Rescale the lines below, beginning at the line that contains "Can you find the door" and stopping at the end of the records. Reproduce every line, requests included. Multiply each coordinate in the answers by 0.35 and round to whole numbers, with halves rounded up.

==== Supplied material

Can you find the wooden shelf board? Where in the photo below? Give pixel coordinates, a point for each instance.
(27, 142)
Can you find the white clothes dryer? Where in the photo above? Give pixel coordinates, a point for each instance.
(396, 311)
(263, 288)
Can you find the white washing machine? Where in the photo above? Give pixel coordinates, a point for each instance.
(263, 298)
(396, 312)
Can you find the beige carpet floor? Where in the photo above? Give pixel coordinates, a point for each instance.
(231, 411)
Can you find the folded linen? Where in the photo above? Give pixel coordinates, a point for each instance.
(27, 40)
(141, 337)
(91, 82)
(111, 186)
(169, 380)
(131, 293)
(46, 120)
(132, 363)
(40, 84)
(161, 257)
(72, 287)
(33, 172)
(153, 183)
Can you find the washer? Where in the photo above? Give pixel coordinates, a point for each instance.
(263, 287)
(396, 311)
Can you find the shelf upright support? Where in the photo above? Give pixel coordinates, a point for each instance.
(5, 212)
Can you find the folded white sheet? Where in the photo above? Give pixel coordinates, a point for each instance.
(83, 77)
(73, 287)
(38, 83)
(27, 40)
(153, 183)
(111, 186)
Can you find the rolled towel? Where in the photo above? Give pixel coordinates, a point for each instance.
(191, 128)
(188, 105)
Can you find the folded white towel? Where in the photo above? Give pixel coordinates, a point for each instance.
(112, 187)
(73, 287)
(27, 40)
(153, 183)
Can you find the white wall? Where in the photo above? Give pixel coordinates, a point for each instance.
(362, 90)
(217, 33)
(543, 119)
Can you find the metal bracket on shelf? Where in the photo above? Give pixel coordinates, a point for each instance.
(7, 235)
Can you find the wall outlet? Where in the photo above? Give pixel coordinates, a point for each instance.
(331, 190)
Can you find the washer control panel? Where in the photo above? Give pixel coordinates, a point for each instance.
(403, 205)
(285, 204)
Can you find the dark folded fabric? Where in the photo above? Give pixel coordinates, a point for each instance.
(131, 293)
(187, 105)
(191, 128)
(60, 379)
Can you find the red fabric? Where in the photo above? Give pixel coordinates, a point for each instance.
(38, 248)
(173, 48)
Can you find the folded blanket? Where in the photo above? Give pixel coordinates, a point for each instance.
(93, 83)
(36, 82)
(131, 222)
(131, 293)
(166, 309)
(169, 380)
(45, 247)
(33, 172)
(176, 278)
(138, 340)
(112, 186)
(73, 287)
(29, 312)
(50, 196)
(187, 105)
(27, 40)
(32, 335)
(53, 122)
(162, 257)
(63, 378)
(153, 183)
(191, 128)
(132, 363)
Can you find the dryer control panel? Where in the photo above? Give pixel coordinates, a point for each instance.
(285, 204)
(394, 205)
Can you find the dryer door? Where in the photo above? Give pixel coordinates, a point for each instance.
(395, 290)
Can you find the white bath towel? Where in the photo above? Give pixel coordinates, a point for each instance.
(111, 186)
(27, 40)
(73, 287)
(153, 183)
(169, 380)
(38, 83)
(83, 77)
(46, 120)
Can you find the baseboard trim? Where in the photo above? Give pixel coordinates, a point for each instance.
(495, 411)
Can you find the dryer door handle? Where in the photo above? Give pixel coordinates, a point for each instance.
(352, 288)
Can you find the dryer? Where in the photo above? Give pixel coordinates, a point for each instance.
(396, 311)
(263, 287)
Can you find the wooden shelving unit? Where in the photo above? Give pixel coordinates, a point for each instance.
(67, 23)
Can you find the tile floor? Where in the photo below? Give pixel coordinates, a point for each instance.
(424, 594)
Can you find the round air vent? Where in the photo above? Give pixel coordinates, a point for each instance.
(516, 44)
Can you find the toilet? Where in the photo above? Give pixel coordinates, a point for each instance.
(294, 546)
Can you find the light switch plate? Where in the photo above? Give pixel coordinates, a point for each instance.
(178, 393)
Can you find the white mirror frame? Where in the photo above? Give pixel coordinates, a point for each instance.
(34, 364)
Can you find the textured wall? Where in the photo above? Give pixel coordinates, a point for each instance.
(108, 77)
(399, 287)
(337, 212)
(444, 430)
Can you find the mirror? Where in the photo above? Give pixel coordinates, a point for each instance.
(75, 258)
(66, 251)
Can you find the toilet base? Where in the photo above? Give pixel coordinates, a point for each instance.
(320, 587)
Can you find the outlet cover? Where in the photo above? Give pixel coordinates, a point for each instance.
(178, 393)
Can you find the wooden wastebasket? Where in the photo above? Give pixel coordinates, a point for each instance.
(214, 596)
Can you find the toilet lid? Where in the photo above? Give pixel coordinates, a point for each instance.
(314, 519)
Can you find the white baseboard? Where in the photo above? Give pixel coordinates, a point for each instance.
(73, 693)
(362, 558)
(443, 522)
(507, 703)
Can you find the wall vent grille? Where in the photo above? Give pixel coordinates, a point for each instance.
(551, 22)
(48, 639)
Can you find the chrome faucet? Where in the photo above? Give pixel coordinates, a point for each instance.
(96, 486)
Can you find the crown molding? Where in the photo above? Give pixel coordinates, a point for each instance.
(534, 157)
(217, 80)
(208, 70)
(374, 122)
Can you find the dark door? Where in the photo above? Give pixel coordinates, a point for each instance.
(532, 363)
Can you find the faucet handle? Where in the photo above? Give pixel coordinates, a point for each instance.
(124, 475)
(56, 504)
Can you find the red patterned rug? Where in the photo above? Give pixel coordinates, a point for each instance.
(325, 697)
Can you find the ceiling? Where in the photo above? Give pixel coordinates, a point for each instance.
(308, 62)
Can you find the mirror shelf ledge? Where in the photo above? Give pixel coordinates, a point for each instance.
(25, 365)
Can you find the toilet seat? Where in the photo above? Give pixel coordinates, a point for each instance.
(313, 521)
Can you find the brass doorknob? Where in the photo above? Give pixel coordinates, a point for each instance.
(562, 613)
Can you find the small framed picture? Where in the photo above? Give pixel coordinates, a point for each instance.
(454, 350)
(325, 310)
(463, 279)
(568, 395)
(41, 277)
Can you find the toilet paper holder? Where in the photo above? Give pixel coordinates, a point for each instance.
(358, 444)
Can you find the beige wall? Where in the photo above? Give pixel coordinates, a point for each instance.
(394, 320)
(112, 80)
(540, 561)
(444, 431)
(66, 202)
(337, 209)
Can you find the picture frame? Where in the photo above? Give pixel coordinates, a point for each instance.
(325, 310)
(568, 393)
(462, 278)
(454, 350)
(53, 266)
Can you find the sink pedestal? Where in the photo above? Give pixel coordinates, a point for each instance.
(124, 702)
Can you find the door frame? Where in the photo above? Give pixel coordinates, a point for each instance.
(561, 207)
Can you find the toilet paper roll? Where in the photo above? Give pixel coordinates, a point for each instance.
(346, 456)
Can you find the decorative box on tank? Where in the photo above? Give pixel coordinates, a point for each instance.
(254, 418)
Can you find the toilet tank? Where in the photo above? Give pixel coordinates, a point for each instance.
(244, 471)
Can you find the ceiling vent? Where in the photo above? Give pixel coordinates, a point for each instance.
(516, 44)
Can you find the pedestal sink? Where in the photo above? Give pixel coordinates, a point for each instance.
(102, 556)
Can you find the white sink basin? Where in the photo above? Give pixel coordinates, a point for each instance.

========

_The reply_
Can you find the door frame? Where in the photo above? Give pixel coordinates, a point for each instance.
(196, 72)
Can you find the toilet paper roll? Where in the photo above? Give pixel coordinates, a point for each instance.
(121, 160)
Can you find the decorative box on tank? Where in the photo above? Give pixel coordinates, a point for each instance.
(89, 146)
Can you find the toilet tank? Where in the photo above? Give pixel coordinates, a point for each instance.
(85, 165)
Can you find the ceiling vent? Where in the photo above? Give pixel coordinates, a point for each instance.
(181, 15)
Can you find the pedestal sink? Where in the photo above? Give pixel coordinates, a point for each instance.
(36, 195)
Can you find the white sink basin? Where in the photo above? Give pixel coordinates, a point for each instance.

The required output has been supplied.